Data
┏━━

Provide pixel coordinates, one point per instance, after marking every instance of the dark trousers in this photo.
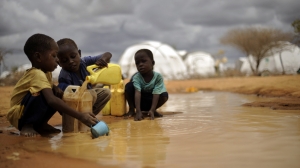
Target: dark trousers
(36, 111)
(146, 97)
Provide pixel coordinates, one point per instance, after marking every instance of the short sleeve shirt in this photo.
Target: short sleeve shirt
(155, 86)
(67, 78)
(34, 80)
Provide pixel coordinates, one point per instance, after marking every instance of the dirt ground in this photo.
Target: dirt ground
(285, 91)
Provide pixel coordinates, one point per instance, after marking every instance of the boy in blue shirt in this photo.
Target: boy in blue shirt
(146, 90)
(35, 99)
(74, 71)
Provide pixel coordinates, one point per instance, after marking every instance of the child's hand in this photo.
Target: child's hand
(88, 119)
(138, 116)
(102, 62)
(57, 92)
(151, 113)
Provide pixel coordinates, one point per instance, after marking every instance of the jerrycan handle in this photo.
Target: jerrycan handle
(90, 69)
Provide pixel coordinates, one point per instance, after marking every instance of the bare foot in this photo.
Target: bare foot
(130, 113)
(28, 131)
(48, 129)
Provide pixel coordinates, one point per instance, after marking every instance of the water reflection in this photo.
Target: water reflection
(213, 130)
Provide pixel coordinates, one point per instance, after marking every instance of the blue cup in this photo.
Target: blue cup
(99, 129)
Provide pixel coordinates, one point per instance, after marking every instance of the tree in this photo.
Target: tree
(3, 52)
(257, 41)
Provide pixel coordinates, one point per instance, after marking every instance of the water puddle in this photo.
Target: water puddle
(212, 130)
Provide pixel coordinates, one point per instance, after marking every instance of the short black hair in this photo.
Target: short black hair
(148, 52)
(37, 43)
(66, 41)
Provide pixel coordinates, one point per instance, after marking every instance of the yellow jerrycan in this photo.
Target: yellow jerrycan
(117, 100)
(106, 108)
(110, 75)
(80, 100)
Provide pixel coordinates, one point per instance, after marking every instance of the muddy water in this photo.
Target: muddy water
(213, 130)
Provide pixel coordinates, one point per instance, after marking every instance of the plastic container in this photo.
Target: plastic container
(99, 129)
(80, 100)
(109, 76)
(106, 108)
(117, 100)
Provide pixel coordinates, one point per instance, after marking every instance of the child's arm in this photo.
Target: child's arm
(153, 106)
(58, 104)
(137, 101)
(105, 58)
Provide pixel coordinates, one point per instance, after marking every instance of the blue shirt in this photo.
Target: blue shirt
(67, 78)
(155, 86)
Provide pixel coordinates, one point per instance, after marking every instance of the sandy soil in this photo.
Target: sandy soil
(284, 89)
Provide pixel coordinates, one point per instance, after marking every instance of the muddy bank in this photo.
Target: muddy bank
(284, 90)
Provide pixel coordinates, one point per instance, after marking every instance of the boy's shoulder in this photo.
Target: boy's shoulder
(64, 74)
(157, 74)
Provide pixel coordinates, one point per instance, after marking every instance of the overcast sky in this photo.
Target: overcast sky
(113, 25)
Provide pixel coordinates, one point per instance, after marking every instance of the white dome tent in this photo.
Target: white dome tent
(200, 64)
(167, 61)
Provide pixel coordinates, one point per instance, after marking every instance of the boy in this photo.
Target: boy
(74, 71)
(146, 91)
(35, 99)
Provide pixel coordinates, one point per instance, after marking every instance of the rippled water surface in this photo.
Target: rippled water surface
(212, 130)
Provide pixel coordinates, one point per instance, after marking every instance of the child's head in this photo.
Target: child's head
(68, 55)
(42, 50)
(144, 61)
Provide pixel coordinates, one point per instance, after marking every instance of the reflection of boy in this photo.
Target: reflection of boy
(74, 71)
(146, 91)
(35, 99)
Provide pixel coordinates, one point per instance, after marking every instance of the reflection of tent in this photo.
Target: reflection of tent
(290, 62)
(167, 60)
(200, 64)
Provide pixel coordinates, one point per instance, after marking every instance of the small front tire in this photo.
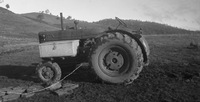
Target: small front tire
(48, 72)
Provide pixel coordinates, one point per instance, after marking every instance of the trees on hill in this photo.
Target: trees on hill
(7, 6)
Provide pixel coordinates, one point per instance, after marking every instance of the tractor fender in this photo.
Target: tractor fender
(140, 40)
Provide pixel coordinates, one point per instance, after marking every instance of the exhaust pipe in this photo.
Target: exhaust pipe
(61, 20)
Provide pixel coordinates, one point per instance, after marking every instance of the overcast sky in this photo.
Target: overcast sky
(178, 13)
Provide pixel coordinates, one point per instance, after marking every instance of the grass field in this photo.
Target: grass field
(172, 76)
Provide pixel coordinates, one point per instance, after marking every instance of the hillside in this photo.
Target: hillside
(18, 26)
(147, 27)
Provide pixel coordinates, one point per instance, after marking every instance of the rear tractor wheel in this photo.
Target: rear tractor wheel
(49, 72)
(116, 58)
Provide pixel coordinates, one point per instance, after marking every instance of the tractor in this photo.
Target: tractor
(115, 55)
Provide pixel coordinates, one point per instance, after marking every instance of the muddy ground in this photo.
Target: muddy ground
(172, 76)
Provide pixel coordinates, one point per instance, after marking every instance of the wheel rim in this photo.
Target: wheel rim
(47, 73)
(114, 60)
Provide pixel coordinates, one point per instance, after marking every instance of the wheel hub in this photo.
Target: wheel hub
(47, 73)
(114, 60)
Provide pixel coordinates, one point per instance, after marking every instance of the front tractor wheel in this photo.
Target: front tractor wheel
(49, 72)
(116, 58)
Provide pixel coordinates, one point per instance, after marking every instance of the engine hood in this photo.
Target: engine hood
(69, 34)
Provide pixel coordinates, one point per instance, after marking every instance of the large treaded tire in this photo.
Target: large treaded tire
(116, 58)
(48, 67)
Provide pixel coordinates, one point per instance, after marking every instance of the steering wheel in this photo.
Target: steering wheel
(121, 22)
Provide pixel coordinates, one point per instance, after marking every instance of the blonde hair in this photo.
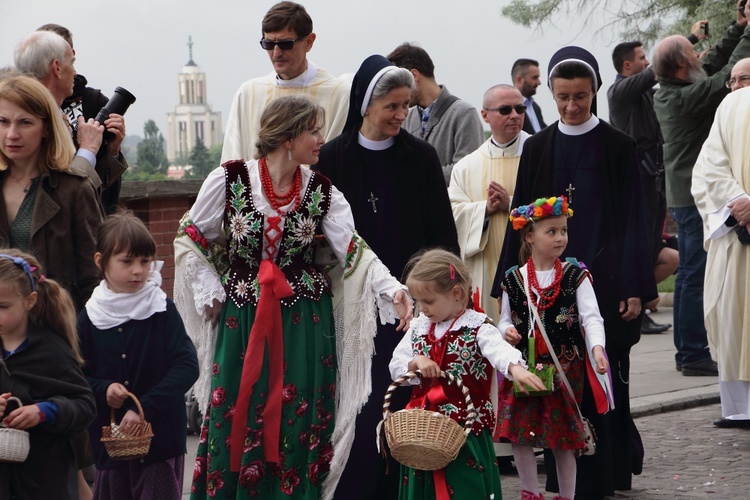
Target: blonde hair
(56, 150)
(54, 310)
(284, 119)
(441, 270)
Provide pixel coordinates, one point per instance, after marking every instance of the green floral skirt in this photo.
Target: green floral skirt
(472, 475)
(307, 414)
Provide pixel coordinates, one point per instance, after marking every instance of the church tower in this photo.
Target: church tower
(192, 118)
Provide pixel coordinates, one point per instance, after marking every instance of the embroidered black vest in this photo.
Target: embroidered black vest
(244, 225)
(561, 320)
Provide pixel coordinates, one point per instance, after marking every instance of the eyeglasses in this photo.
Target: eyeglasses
(577, 99)
(505, 110)
(282, 44)
(742, 80)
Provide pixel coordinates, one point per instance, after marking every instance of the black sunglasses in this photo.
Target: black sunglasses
(282, 44)
(505, 110)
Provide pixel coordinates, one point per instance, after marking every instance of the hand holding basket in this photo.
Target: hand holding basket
(135, 443)
(423, 439)
(14, 443)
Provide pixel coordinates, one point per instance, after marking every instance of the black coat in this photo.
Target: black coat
(622, 265)
(156, 360)
(413, 209)
(46, 371)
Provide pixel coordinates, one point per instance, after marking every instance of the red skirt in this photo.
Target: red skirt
(543, 421)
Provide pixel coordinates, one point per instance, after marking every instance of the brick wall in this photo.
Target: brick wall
(161, 205)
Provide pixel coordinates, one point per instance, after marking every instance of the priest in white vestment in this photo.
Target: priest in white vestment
(287, 38)
(481, 188)
(721, 183)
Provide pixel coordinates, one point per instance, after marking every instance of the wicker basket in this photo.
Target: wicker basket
(422, 439)
(127, 446)
(14, 443)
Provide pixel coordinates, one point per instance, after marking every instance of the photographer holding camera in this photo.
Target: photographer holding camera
(690, 91)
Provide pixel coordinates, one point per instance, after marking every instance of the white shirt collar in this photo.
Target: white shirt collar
(581, 129)
(375, 145)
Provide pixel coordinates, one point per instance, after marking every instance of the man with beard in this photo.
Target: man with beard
(525, 74)
(690, 91)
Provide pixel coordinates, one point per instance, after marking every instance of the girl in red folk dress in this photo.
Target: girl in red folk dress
(563, 296)
(450, 337)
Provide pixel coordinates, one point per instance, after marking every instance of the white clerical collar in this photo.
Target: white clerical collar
(581, 129)
(512, 148)
(375, 145)
(303, 80)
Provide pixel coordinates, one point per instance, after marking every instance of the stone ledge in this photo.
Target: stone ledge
(161, 189)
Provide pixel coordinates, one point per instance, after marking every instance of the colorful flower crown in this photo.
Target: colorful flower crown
(541, 208)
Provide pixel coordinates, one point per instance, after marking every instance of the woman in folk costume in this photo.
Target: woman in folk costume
(396, 189)
(273, 424)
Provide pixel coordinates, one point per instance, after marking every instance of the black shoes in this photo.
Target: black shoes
(704, 368)
(726, 423)
(649, 326)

┗━━

Assigned task
Having found the line that contains "Target: stone ledge", set down that line and all the rest through the end of the records, exactly.

Result
Target: stone ledge
(161, 189)
Provide pixel coordinates, one point per instance, after marking every instance of the colorful flower crown in this photo.
Target: colorful flower crown
(541, 208)
Provide pixel coordinates, one point per instance, after marking every instance of the woman in folk costume in this photo.
Target: woman in folk costume
(396, 189)
(273, 424)
Provide pixel coordinates, one point per instance, after marking every instance of the black shoes in this photo.
Target: black shoes
(704, 368)
(726, 423)
(649, 326)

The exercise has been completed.